Rewrite the lines below as a JSON list of strings, one string per line with blank lines omitted, beginning with the line that contains "300, row 689." and continuing through the line that contains "column 847, row 519", both included. Leave out every line outside that span.

**Rows from a pointing dataset:**
╔══

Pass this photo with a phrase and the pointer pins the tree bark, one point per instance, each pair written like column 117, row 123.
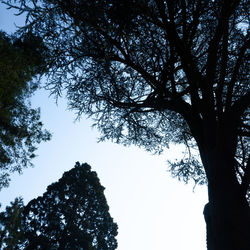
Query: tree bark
column 227, row 214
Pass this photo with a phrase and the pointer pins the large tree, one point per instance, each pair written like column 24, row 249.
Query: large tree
column 21, row 129
column 157, row 71
column 72, row 214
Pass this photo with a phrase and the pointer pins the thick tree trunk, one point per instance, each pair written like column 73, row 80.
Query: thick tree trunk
column 227, row 214
column 228, row 230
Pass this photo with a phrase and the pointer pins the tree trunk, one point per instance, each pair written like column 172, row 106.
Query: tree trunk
column 227, row 214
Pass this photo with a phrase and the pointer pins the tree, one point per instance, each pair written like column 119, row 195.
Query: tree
column 154, row 72
column 20, row 126
column 11, row 230
column 72, row 214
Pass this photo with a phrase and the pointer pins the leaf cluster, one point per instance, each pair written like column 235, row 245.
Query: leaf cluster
column 72, row 214
column 21, row 59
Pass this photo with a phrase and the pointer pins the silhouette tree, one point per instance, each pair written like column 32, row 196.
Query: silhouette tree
column 157, row 71
column 72, row 214
column 20, row 126
column 11, row 230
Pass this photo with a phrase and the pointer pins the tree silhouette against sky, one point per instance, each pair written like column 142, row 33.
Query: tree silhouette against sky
column 154, row 72
column 72, row 214
column 20, row 126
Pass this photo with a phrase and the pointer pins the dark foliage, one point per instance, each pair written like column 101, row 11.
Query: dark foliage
column 20, row 126
column 154, row 72
column 72, row 214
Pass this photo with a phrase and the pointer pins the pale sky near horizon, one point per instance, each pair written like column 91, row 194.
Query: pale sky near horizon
column 153, row 211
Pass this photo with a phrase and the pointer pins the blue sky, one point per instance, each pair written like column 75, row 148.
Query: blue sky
column 153, row 211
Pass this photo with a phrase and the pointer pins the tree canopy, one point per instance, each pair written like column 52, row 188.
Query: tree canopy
column 72, row 214
column 154, row 72
column 151, row 72
column 20, row 126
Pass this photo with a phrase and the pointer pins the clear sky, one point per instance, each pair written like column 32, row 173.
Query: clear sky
column 153, row 211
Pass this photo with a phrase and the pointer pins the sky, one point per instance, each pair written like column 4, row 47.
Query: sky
column 153, row 211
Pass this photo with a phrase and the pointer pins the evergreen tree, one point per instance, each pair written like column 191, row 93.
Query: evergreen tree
column 72, row 214
column 160, row 71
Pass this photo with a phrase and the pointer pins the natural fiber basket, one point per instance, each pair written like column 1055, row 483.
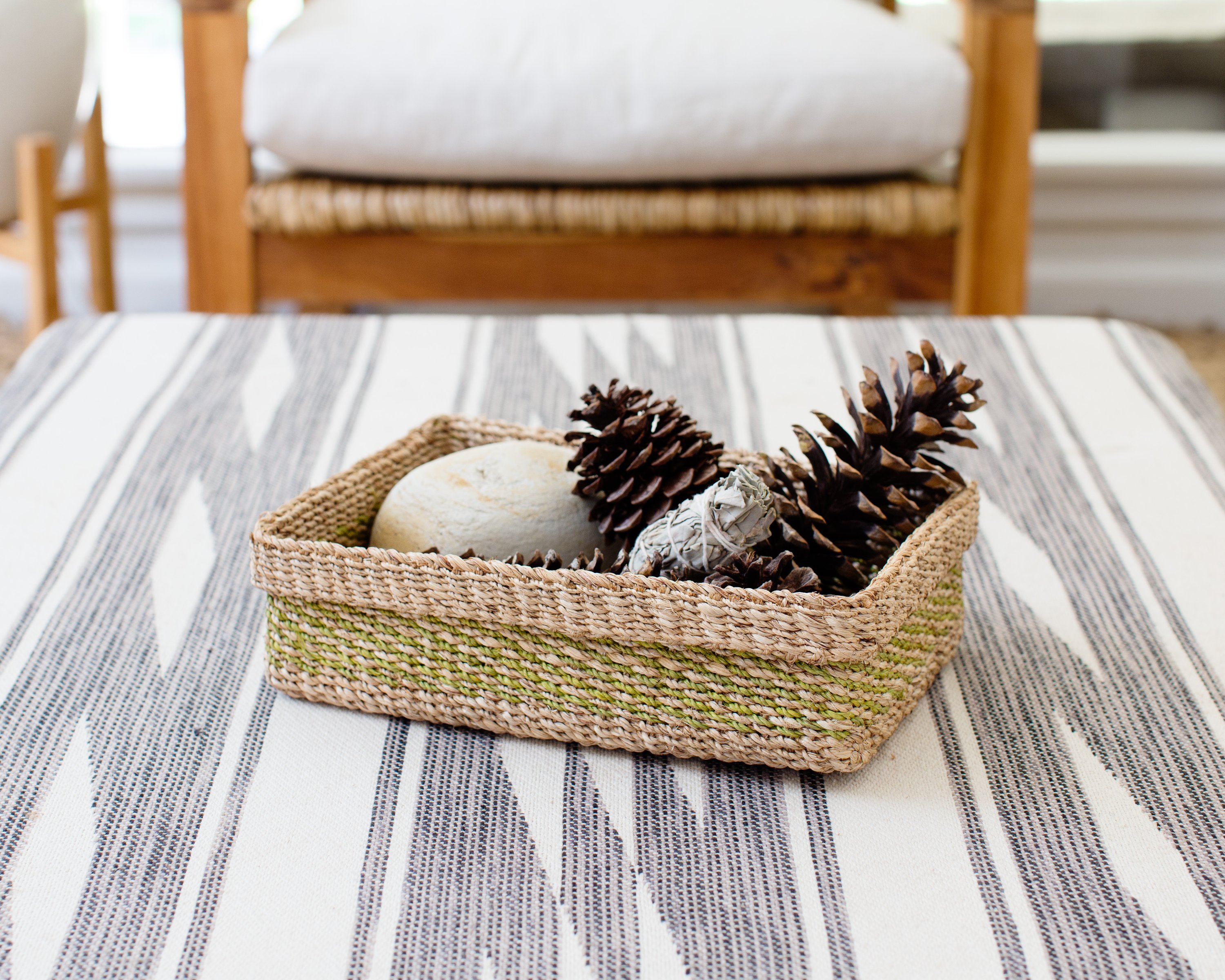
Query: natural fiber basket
column 625, row 662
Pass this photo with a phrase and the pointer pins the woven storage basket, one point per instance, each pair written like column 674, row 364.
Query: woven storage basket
column 625, row 662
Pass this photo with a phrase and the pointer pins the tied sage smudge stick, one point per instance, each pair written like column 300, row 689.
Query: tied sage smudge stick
column 727, row 519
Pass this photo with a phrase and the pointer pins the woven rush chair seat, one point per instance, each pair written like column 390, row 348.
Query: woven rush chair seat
column 541, row 151
column 320, row 206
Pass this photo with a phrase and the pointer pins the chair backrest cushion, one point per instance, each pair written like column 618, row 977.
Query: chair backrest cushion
column 626, row 91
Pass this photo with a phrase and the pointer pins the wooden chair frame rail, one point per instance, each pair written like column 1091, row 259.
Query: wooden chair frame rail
column 982, row 269
column 37, row 206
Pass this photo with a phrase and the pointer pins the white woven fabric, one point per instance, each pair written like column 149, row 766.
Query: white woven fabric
column 1053, row 808
column 633, row 91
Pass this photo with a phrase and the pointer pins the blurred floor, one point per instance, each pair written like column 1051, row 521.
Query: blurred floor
column 1205, row 350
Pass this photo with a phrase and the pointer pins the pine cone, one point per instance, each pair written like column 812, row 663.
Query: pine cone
column 826, row 521
column 644, row 459
column 895, row 451
column 776, row 574
column 847, row 519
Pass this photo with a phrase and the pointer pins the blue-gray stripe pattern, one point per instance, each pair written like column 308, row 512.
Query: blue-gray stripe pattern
column 1083, row 792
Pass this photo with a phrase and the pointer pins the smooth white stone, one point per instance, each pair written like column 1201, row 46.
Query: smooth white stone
column 497, row 500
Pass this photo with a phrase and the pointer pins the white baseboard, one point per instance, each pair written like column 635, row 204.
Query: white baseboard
column 1126, row 225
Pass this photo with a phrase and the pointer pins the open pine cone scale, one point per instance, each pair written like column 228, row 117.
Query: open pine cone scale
column 640, row 459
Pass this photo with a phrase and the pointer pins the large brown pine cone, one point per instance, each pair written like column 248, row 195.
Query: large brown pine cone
column 642, row 459
column 844, row 517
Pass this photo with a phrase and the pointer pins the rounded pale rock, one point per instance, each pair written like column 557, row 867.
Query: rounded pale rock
column 497, row 500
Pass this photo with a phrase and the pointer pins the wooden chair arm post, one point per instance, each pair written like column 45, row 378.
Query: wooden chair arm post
column 217, row 163
column 995, row 184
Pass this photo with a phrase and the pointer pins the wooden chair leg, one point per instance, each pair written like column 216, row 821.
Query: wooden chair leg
column 37, row 209
column 217, row 163
column 97, row 190
column 994, row 238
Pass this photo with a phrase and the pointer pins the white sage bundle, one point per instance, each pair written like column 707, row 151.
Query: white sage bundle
column 727, row 519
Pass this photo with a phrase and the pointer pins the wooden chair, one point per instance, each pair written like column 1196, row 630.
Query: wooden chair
column 242, row 254
column 38, row 205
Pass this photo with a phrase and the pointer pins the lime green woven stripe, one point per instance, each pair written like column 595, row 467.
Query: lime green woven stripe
column 483, row 678
column 478, row 662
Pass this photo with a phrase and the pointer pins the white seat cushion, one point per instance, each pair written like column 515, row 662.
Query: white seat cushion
column 625, row 91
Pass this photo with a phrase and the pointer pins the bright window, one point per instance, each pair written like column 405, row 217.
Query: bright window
column 140, row 57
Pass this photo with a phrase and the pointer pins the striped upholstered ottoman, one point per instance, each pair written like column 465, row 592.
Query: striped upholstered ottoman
column 1053, row 808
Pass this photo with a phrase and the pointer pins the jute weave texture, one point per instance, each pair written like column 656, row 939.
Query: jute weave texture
column 624, row 662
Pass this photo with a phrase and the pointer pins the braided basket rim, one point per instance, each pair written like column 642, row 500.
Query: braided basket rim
column 629, row 608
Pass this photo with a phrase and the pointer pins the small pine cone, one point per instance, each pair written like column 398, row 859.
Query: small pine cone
column 778, row 574
column 642, row 459
column 826, row 521
column 897, row 451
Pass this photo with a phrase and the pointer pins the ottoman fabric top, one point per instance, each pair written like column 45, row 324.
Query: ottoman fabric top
column 1054, row 806
column 634, row 91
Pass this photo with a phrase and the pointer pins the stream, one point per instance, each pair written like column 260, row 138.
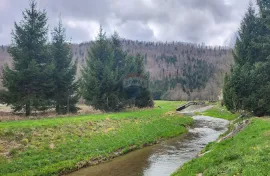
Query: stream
column 165, row 158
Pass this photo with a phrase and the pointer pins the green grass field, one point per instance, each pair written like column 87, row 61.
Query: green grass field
column 220, row 112
column 53, row 146
column 248, row 154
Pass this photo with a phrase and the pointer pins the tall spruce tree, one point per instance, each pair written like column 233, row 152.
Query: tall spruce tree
column 99, row 81
column 29, row 81
column 66, row 86
column 247, row 87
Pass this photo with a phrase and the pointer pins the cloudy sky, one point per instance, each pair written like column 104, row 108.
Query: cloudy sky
column 213, row 22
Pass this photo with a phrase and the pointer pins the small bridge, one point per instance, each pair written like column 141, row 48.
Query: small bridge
column 189, row 104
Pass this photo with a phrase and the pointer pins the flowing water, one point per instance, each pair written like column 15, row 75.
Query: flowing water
column 165, row 158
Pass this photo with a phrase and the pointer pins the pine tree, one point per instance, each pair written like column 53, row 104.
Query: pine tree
column 247, row 87
column 99, row 79
column 29, row 81
column 65, row 94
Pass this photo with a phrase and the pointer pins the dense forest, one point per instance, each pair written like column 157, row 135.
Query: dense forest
column 178, row 70
column 247, row 87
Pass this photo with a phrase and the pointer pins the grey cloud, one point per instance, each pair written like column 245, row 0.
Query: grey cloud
column 162, row 20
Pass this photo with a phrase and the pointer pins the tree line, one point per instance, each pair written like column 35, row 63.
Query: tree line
column 247, row 87
column 43, row 75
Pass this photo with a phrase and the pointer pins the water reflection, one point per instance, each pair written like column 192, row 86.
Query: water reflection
column 165, row 158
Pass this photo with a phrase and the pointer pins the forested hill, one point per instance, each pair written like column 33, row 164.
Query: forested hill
column 177, row 70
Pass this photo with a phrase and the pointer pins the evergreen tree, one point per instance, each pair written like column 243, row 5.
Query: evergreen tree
column 247, row 87
column 65, row 92
column 98, row 76
column 103, row 76
column 29, row 81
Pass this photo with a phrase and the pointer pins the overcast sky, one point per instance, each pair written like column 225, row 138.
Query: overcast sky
column 213, row 22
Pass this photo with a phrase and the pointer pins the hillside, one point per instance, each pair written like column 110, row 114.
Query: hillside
column 177, row 70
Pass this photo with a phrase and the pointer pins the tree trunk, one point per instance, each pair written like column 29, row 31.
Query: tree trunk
column 28, row 108
column 57, row 108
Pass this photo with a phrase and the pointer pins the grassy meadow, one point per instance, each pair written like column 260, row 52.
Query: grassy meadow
column 247, row 153
column 60, row 145
column 220, row 112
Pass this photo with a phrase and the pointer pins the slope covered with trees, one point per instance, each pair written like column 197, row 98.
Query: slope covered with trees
column 177, row 70
column 247, row 87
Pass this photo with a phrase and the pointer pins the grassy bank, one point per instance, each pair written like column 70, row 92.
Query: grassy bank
column 248, row 153
column 220, row 112
column 52, row 146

╚══

**REPLY:**
[
  "Pass this photo with a phrase and the pointer pins the tied sage smudge stick, one point per instance, each pair written like column 300, row 689.",
  "Query: tied sage smudge stick",
  "column 727, row 519",
  "Pass this photo with a phrase and the pointer pins the woven rush chair seat, one point per instance, each pair written like column 390, row 348.",
  "Query: woven rush chair seat",
  "column 541, row 151",
  "column 320, row 206",
  "Pass this photo with a phrase and the pointer pins the chair backrest cushion, one point per instance, each pair written like column 618, row 977.",
  "Query: chair backrest cushion",
  "column 626, row 91",
  "Pass this photo with a phrase and the pointer pins the wooden chair frame rail, one point per instance, each pair written like column 1091, row 259.",
  "Query: wooden chair frame rail",
  "column 982, row 269",
  "column 37, row 206",
  "Pass this photo with a phrase and the pointer pins the white woven fabric, one point per instance, each pair written like column 149, row 766.",
  "Query: white woven fabric",
  "column 1053, row 808",
  "column 633, row 91",
  "Pass this photo with a phrase and the pointer pins the blurred floor, one point per instance, each pair written like column 1051, row 521.",
  "Query: blurred floor",
  "column 1205, row 350",
  "Pass this photo with a phrase and the pointer pins the pine cone, one point per instance, each pair written like column 812, row 663.",
  "Query: pine cone",
  "column 826, row 521",
  "column 644, row 459",
  "column 895, row 451",
  "column 776, row 574",
  "column 847, row 519"
]